◆ WHAT IS BEING ASKED
According to the forum thread, what primary key is defined on both tables?

◆ DOCUMENT EXTRACT
+ + + +

Maybe someone has an idea for this:
table "customer_article" contains prices for every article by customer
and has about 400.000 now.
customer char(5)
article char(5)
price double
There is a table "customer_article_bak" with the same structure but
contains the situation before the data update.
Now I like a report like "Show me all new articles but only if the
customer exists in the old table" (means: only existing customers get a
hint which article are new to them).
My first approach is doing something, but after 1 hour I stopped the query.
select new.* from customer_article as new
full outer join customer_article_bak as old
on new.customer=old.customer
where old.article IS null
Any ideas how to speed this up?
Bernd

Signature
In den USA war die letzte Zigarette, die man dem zum Tode Verurteilten
gewährte, eine Tradition, ein angestammtes Recht, bis vor kurzem der
Gouverneur von Alabama diese verbot - und zwar aus gesundheitlichen Gründen.
richard_mccutcheon@hcm.honda.com - 09 Jan 2006 20:22 GMT
How does it behave if you use an inner join instead of an outer join
(your WHERE clause will turn the outer join into an inner join
anyway.......) ?
Also, the classic questions are:
1. what indexes do you have?
2. have you run reorg and runstats lately?
3. are you table scanning?
Regards,
Richard M.
Bernd Hohmann - 09 Jan 2006 22:20 GMT
> How does it behave if you use an inner join instead of an outer join
0 Records found
> Also, the classic questions are:
>
> 1. what indexes do you have?
PRIMARY KEY ("ARTICLE","CUSTOMER") on both tables
> 2. have you run reorg and runstats lately?

+ + + +

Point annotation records
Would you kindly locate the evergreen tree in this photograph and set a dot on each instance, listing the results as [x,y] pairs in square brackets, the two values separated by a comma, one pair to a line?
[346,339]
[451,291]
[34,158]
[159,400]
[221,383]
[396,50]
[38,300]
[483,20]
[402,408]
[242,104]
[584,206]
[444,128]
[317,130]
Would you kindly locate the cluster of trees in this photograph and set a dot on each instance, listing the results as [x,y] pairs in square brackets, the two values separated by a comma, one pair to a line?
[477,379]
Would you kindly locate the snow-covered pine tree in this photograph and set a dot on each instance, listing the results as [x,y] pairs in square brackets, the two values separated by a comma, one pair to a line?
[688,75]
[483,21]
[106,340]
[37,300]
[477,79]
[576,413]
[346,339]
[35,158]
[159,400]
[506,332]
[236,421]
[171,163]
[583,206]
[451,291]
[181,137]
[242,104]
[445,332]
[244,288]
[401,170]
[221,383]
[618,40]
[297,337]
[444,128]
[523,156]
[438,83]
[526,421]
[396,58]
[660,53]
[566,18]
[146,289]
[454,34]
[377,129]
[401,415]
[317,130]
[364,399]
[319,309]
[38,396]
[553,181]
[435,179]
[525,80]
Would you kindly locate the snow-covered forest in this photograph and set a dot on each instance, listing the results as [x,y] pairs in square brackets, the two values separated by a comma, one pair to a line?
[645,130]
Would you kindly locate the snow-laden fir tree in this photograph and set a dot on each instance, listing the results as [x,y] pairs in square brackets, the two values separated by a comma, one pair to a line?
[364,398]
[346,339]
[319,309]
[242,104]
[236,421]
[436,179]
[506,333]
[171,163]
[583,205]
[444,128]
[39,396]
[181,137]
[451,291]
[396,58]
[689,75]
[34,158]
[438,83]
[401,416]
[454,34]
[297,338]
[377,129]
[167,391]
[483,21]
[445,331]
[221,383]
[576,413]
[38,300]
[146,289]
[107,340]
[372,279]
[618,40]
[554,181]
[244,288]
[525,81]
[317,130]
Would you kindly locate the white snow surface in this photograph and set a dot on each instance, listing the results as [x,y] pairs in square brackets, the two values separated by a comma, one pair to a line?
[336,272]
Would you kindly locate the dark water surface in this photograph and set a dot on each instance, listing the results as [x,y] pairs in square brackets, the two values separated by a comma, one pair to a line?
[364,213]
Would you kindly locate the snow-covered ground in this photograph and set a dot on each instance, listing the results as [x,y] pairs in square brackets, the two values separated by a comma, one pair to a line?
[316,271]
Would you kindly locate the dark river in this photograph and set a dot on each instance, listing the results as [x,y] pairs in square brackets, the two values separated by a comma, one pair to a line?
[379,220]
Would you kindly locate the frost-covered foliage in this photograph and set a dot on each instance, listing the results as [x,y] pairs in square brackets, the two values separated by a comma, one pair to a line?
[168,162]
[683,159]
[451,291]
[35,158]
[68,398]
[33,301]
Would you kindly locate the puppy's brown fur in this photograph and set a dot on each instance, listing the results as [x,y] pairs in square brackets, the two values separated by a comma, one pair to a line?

+ + + +

◆ EXERCISE RESPONSE
PRIMARY KEY ("ARTICLE","CUSTOMER")